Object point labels
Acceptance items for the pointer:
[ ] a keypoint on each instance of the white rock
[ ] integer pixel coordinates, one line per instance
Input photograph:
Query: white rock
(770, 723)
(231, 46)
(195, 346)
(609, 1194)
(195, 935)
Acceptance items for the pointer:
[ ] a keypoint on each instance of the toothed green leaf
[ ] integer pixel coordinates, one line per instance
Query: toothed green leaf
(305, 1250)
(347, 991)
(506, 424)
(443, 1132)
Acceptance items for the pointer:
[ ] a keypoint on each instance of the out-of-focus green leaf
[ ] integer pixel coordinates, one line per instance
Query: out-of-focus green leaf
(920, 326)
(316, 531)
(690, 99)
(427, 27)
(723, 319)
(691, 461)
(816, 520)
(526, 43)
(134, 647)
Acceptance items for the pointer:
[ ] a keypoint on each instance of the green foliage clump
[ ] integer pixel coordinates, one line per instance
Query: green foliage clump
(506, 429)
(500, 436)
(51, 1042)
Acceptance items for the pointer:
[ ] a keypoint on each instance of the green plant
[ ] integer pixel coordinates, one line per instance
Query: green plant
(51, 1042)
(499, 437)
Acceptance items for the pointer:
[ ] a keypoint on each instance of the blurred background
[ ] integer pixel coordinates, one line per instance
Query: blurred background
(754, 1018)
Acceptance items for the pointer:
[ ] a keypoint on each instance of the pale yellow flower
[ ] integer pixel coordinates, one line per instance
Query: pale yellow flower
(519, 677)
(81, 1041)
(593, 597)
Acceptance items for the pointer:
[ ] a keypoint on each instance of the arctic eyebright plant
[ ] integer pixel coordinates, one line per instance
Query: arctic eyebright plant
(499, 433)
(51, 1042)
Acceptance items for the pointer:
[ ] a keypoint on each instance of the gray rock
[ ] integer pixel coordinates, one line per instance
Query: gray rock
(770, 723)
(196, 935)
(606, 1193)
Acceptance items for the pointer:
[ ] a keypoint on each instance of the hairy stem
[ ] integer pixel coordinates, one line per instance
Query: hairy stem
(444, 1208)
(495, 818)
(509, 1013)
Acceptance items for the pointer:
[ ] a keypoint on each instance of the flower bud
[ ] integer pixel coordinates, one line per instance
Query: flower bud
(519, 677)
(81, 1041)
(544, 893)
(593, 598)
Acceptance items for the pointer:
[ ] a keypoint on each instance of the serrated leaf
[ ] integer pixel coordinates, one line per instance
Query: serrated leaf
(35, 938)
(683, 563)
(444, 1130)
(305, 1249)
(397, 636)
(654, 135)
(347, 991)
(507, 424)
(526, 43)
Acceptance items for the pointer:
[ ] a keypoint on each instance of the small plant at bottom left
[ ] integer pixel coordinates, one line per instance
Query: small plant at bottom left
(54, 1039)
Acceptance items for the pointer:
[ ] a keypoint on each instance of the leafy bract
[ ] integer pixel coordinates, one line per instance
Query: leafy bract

**Instructions to follow:** Return every line of the material exactly.

**Exercise answer:**
Acceptance items for the pointer:
[ ] a keypoint on each instance of the white rock
[ ] integer pixel coordinates, one line per instance
Input photograph:
Query: white rock
(770, 723)
(231, 46)
(195, 346)
(609, 1194)
(195, 935)
Acceptance items for the pointer:
[ ] a keypoint on each instance of the toothed green leaf
[ ] integer pixel coordinates, one line per instance
Query: toothed green leaf
(305, 1250)
(347, 991)
(506, 424)
(443, 1132)
Acceptance items for the pointer:
[ ] a keypoint on each instance of the out-of-focus green leaf
[ ] integer pixel coordinates, one line per instance
Query: out-of-focus green leaf
(920, 326)
(316, 531)
(690, 99)
(427, 27)
(723, 319)
(691, 461)
(816, 520)
(526, 43)
(134, 647)
Acceptance items for the pointer:
[ ] a keypoint on each instance of the green foliage clump
[ ] integer pixel coordinates, one line per instance
Query: green foliage clump
(506, 429)
(500, 436)
(51, 1042)
Acceptance items for the pointer:
[ ] a keypoint on each instance of the green plant
[ ] integer pixel coordinates, one line per instance
Query: green plant
(51, 1042)
(499, 437)
Acceptance items for the pointer:
[ ] a keypoint on each instance of the blurred background
[ ] integer pixel coordinates, one line per instance
Query: blurred background
(754, 1018)
Acceptance items for the pointer:
[ ] a keypoint on each instance of the pale yellow flower
[ ] integer pixel coordinates, one line per instance
Query: pale yellow flower
(519, 677)
(81, 1041)
(593, 597)
Acceptance items for the pointer:
[ ] a keypoint on each instance of the arctic eyebright plant
[ ] integer pixel coordinates, one line per instance
Query: arctic eyebright plant
(499, 433)
(51, 1042)
Acceptance items for the pointer:
[ ] a keypoint on each instance of the gray rock
[ ] integer pixel coordinates, one line per instance
Query: gray rock
(770, 723)
(196, 935)
(606, 1193)
Acceptance items for the pointer:
[ ] a keypoint on each instance of the hairy stem
[ ] integer pixel coordinates, one line per instance
Query: hairy stem
(444, 1208)
(495, 818)
(509, 1013)
Acceptance items for the pointer:
[ ] a keypoint on each instance of the flower bud
[ ] integer pixel coordinates, one line per instance
Query: flower bud
(519, 677)
(81, 1041)
(544, 893)
(593, 598)
Acceptance items for the pointer:
[ ] a keypoint on each instance of the serrated leaf
[ ] integer pixel coordinates, one line per instance
Query: serrated leaf
(35, 938)
(683, 563)
(444, 1130)
(305, 1249)
(397, 636)
(654, 135)
(347, 991)
(507, 424)
(526, 43)
Acceptance items for the pointer:
[ ] a keypoint on each instance of the small plant at bottom left
[ ] integer pixel coordinates, one line per instance
Query: small plant at bottom left
(54, 1039)
Acceptance items for the pointer:
[ ] a keypoint on each instance of the leafy bract
[ ] integer pixel coordinates, one line per instance
Query: leafy bract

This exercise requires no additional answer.